* **TASK INPUTS**:
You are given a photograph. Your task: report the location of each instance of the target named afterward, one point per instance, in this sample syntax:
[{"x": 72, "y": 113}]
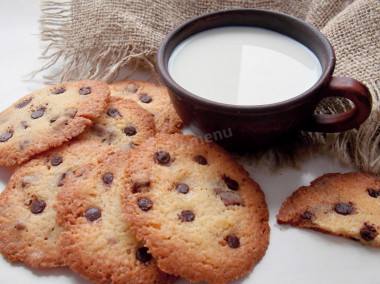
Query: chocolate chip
[
  {"x": 112, "y": 112},
  {"x": 138, "y": 185},
  {"x": 143, "y": 255},
  {"x": 27, "y": 180},
  {"x": 145, "y": 204},
  {"x": 307, "y": 215},
  {"x": 56, "y": 160},
  {"x": 132, "y": 88},
  {"x": 368, "y": 232},
  {"x": 107, "y": 178},
  {"x": 38, "y": 113},
  {"x": 24, "y": 124},
  {"x": 85, "y": 91},
  {"x": 233, "y": 241},
  {"x": 19, "y": 226},
  {"x": 130, "y": 130},
  {"x": 6, "y": 136},
  {"x": 70, "y": 112},
  {"x": 59, "y": 91},
  {"x": 133, "y": 145},
  {"x": 200, "y": 160},
  {"x": 344, "y": 208},
  {"x": 232, "y": 184},
  {"x": 230, "y": 198},
  {"x": 373, "y": 192},
  {"x": 187, "y": 216},
  {"x": 182, "y": 188},
  {"x": 37, "y": 206},
  {"x": 162, "y": 157},
  {"x": 62, "y": 179},
  {"x": 24, "y": 103},
  {"x": 93, "y": 213},
  {"x": 145, "y": 98}
]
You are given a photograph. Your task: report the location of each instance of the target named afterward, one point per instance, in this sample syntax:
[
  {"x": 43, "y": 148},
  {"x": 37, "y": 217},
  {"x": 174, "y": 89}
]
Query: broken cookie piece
[{"x": 340, "y": 204}]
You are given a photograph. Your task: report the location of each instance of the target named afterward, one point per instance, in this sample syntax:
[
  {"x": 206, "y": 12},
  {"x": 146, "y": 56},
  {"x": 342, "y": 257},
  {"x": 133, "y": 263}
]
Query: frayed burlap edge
[
  {"x": 348, "y": 147},
  {"x": 55, "y": 24}
]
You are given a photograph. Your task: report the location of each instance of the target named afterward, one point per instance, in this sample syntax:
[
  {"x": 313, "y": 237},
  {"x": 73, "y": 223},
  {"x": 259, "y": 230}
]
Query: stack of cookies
[{"x": 107, "y": 185}]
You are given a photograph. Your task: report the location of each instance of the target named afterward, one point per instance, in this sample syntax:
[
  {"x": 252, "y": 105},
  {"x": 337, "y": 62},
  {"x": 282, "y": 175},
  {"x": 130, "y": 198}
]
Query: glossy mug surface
[{"x": 246, "y": 123}]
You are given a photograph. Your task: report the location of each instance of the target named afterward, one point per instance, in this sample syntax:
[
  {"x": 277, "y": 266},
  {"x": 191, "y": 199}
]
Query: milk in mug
[{"x": 244, "y": 66}]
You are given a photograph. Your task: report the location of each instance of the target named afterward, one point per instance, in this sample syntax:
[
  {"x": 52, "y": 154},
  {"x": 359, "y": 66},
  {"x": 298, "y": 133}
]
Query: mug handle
[{"x": 347, "y": 88}]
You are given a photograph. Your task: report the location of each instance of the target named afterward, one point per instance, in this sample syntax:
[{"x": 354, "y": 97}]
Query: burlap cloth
[{"x": 95, "y": 39}]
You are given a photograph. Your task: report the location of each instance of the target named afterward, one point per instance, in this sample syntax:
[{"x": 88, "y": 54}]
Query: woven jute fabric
[{"x": 95, "y": 39}]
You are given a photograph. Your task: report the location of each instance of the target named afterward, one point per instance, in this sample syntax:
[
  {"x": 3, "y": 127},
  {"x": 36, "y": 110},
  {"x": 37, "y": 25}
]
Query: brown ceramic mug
[{"x": 241, "y": 127}]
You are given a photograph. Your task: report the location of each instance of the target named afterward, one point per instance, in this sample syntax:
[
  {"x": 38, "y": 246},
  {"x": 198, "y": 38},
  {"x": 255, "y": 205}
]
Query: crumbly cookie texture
[
  {"x": 28, "y": 228},
  {"x": 153, "y": 98},
  {"x": 97, "y": 243},
  {"x": 198, "y": 211},
  {"x": 48, "y": 117},
  {"x": 123, "y": 125},
  {"x": 346, "y": 205}
]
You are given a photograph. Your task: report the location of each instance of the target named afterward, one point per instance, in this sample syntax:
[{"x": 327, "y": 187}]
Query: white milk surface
[{"x": 244, "y": 66}]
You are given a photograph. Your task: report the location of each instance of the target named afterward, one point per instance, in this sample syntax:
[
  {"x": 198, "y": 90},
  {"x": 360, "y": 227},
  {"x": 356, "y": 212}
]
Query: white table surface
[{"x": 294, "y": 255}]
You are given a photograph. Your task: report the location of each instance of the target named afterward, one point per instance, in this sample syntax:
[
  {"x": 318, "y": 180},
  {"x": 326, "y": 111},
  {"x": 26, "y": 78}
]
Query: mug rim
[{"x": 182, "y": 30}]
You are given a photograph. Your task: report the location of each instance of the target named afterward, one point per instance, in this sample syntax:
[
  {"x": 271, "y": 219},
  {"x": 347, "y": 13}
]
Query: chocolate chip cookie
[
  {"x": 153, "y": 98},
  {"x": 123, "y": 125},
  {"x": 28, "y": 228},
  {"x": 197, "y": 210},
  {"x": 346, "y": 205},
  {"x": 98, "y": 244},
  {"x": 48, "y": 117}
]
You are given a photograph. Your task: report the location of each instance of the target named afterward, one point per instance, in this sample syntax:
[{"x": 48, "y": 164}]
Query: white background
[{"x": 294, "y": 255}]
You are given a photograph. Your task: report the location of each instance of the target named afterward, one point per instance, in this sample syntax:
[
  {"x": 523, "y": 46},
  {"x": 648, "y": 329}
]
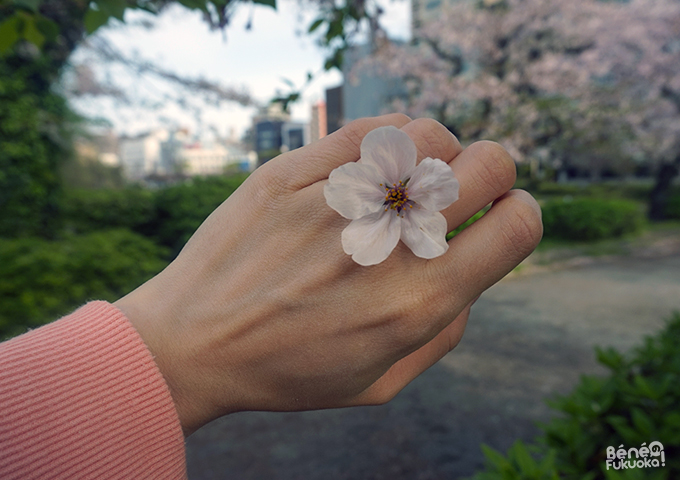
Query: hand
[{"x": 263, "y": 310}]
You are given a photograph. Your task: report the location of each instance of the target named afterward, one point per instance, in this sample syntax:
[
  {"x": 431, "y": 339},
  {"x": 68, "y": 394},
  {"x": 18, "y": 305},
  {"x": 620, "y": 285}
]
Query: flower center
[{"x": 396, "y": 196}]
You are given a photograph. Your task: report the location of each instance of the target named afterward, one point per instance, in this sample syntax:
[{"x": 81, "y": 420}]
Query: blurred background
[{"x": 124, "y": 123}]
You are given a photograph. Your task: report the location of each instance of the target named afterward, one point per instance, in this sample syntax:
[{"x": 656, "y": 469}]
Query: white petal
[
  {"x": 371, "y": 239},
  {"x": 353, "y": 190},
  {"x": 390, "y": 150},
  {"x": 424, "y": 232},
  {"x": 433, "y": 185}
]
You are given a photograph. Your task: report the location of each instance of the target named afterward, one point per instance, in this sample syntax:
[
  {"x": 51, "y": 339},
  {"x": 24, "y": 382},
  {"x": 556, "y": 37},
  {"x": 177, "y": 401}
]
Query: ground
[{"x": 529, "y": 337}]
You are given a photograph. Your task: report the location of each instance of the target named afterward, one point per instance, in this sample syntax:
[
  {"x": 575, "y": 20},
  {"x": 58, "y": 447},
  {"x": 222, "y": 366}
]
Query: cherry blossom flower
[{"x": 389, "y": 198}]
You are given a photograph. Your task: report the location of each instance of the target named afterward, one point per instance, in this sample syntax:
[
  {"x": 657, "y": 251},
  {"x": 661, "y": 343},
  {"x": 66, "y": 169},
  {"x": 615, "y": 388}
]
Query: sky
[{"x": 256, "y": 60}]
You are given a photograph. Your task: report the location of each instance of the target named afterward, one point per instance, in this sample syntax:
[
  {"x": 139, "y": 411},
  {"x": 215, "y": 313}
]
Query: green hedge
[
  {"x": 91, "y": 210},
  {"x": 587, "y": 219},
  {"x": 638, "y": 403},
  {"x": 42, "y": 280},
  {"x": 673, "y": 207},
  {"x": 180, "y": 209}
]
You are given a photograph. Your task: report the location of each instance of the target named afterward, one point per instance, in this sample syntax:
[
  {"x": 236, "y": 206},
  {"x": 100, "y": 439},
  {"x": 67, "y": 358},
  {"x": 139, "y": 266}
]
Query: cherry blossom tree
[{"x": 584, "y": 83}]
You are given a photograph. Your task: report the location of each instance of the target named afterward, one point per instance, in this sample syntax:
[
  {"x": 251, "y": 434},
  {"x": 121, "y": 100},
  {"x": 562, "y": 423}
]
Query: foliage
[
  {"x": 637, "y": 403},
  {"x": 519, "y": 464},
  {"x": 180, "y": 209},
  {"x": 90, "y": 210},
  {"x": 581, "y": 85},
  {"x": 90, "y": 174},
  {"x": 587, "y": 219},
  {"x": 34, "y": 141},
  {"x": 673, "y": 207},
  {"x": 42, "y": 280}
]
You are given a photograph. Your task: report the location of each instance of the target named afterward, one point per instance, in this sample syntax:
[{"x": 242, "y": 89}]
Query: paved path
[{"x": 528, "y": 338}]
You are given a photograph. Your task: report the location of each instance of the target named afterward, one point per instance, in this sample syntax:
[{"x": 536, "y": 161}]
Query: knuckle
[
  {"x": 271, "y": 181},
  {"x": 498, "y": 169},
  {"x": 420, "y": 311}
]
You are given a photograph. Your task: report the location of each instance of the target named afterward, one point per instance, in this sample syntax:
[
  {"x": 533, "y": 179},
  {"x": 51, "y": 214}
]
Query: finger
[
  {"x": 432, "y": 139},
  {"x": 412, "y": 365},
  {"x": 489, "y": 249},
  {"x": 316, "y": 161},
  {"x": 485, "y": 172}
]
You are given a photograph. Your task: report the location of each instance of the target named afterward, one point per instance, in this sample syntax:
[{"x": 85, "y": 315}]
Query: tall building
[
  {"x": 364, "y": 93},
  {"x": 334, "y": 112},
  {"x": 275, "y": 133}
]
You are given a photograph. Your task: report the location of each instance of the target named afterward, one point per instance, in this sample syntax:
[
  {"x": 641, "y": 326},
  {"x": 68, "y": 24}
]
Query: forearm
[{"x": 83, "y": 398}]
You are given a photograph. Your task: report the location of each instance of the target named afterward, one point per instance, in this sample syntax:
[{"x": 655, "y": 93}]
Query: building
[
  {"x": 364, "y": 93},
  {"x": 275, "y": 133},
  {"x": 318, "y": 125},
  {"x": 164, "y": 154},
  {"x": 140, "y": 156}
]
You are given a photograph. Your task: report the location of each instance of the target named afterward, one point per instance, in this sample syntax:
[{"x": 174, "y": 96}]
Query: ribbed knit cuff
[{"x": 82, "y": 398}]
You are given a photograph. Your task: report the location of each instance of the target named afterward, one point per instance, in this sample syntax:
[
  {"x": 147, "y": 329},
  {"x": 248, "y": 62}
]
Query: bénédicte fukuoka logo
[{"x": 643, "y": 457}]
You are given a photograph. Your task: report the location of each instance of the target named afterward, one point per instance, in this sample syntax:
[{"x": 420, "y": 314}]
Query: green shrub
[
  {"x": 587, "y": 219},
  {"x": 42, "y": 280},
  {"x": 639, "y": 402},
  {"x": 90, "y": 210}
]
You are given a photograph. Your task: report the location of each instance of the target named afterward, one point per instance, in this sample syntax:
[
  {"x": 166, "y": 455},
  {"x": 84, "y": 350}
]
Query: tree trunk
[{"x": 661, "y": 191}]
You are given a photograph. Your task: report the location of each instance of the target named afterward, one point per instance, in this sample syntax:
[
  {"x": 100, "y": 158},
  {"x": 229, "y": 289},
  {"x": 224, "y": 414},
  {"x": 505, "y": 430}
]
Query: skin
[{"x": 263, "y": 310}]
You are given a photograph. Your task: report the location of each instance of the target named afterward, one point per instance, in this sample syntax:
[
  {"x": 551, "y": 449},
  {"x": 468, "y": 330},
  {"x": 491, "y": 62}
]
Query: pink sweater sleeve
[{"x": 82, "y": 398}]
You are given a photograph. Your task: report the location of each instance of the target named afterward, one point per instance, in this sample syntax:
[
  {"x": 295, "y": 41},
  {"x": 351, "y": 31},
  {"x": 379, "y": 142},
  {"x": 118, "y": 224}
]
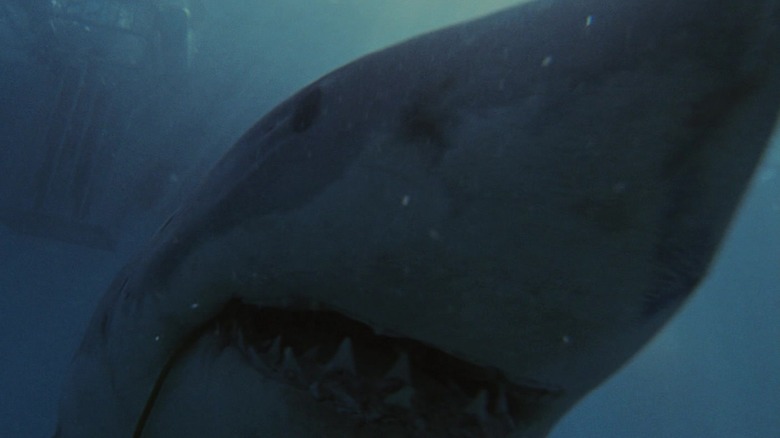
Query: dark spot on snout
[
  {"x": 307, "y": 110},
  {"x": 425, "y": 122}
]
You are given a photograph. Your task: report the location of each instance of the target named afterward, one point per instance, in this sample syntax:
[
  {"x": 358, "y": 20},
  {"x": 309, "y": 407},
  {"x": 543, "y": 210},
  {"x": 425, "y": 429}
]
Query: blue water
[{"x": 712, "y": 372}]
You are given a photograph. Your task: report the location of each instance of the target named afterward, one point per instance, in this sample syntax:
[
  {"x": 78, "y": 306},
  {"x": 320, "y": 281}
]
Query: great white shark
[{"x": 458, "y": 236}]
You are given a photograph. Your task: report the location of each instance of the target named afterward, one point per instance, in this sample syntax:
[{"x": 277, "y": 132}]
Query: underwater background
[{"x": 108, "y": 118}]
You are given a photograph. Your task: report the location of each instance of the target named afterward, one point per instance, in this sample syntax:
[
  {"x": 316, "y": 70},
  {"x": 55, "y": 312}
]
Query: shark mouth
[{"x": 378, "y": 377}]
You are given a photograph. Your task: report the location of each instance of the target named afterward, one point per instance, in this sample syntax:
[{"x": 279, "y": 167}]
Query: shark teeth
[
  {"x": 344, "y": 359},
  {"x": 382, "y": 378}
]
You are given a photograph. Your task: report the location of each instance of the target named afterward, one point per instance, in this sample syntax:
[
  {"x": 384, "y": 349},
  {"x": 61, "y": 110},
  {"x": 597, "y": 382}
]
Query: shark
[{"x": 457, "y": 236}]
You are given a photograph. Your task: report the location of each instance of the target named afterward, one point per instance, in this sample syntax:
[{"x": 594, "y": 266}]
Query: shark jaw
[
  {"x": 370, "y": 376},
  {"x": 473, "y": 229}
]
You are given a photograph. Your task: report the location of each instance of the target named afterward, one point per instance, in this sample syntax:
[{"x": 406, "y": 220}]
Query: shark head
[{"x": 460, "y": 235}]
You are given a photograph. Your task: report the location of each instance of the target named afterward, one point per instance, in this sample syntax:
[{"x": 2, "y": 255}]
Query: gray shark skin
[{"x": 460, "y": 235}]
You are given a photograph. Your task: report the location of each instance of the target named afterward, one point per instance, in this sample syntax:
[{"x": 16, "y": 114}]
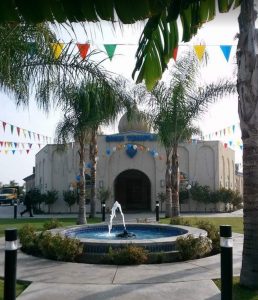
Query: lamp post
[{"x": 188, "y": 187}]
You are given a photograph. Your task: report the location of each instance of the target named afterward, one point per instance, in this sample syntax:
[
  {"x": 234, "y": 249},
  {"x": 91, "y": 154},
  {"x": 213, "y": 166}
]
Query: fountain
[
  {"x": 125, "y": 233},
  {"x": 97, "y": 239}
]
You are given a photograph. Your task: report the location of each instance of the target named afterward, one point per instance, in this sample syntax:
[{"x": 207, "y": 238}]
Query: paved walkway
[{"x": 189, "y": 280}]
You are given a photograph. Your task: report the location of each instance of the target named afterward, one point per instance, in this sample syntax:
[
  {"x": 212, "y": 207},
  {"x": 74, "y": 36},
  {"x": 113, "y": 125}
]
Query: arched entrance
[{"x": 133, "y": 190}]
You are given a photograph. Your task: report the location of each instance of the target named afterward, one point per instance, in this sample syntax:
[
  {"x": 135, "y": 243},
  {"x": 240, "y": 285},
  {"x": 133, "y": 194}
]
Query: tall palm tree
[
  {"x": 86, "y": 107},
  {"x": 176, "y": 106},
  {"x": 29, "y": 64}
]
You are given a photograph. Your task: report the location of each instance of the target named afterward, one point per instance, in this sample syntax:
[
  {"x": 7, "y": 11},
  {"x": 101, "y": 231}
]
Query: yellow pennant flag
[
  {"x": 57, "y": 49},
  {"x": 199, "y": 51}
]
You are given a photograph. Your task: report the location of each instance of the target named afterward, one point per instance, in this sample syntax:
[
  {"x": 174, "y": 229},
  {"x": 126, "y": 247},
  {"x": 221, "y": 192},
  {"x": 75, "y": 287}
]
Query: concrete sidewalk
[{"x": 189, "y": 280}]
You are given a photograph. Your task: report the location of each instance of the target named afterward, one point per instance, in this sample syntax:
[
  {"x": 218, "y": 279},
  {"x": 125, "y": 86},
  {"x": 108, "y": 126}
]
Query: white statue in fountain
[{"x": 113, "y": 214}]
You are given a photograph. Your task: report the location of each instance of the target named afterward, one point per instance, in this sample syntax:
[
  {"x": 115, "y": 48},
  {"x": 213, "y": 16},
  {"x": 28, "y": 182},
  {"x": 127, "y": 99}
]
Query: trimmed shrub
[
  {"x": 190, "y": 247},
  {"x": 129, "y": 255},
  {"x": 213, "y": 234},
  {"x": 179, "y": 221},
  {"x": 59, "y": 247},
  {"x": 53, "y": 223},
  {"x": 49, "y": 246}
]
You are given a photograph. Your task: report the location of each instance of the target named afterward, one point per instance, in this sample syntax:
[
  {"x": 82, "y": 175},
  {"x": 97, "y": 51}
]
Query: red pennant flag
[
  {"x": 175, "y": 51},
  {"x": 83, "y": 49}
]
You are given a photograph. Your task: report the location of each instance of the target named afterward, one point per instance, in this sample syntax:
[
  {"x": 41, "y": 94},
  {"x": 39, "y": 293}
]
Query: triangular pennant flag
[
  {"x": 199, "y": 50},
  {"x": 83, "y": 49},
  {"x": 226, "y": 49},
  {"x": 57, "y": 49},
  {"x": 110, "y": 48},
  {"x": 175, "y": 51},
  {"x": 32, "y": 48}
]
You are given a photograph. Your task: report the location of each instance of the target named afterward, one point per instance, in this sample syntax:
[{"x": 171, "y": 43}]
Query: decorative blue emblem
[{"x": 131, "y": 150}]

* **DIRECTIONS**:
Please gather every line of the rows above that contains the word "background" and copy each of those lines in full.

* **RESPONSE TO THIS TASK**:
Query: white background
Query: blurred background
Query: underwater background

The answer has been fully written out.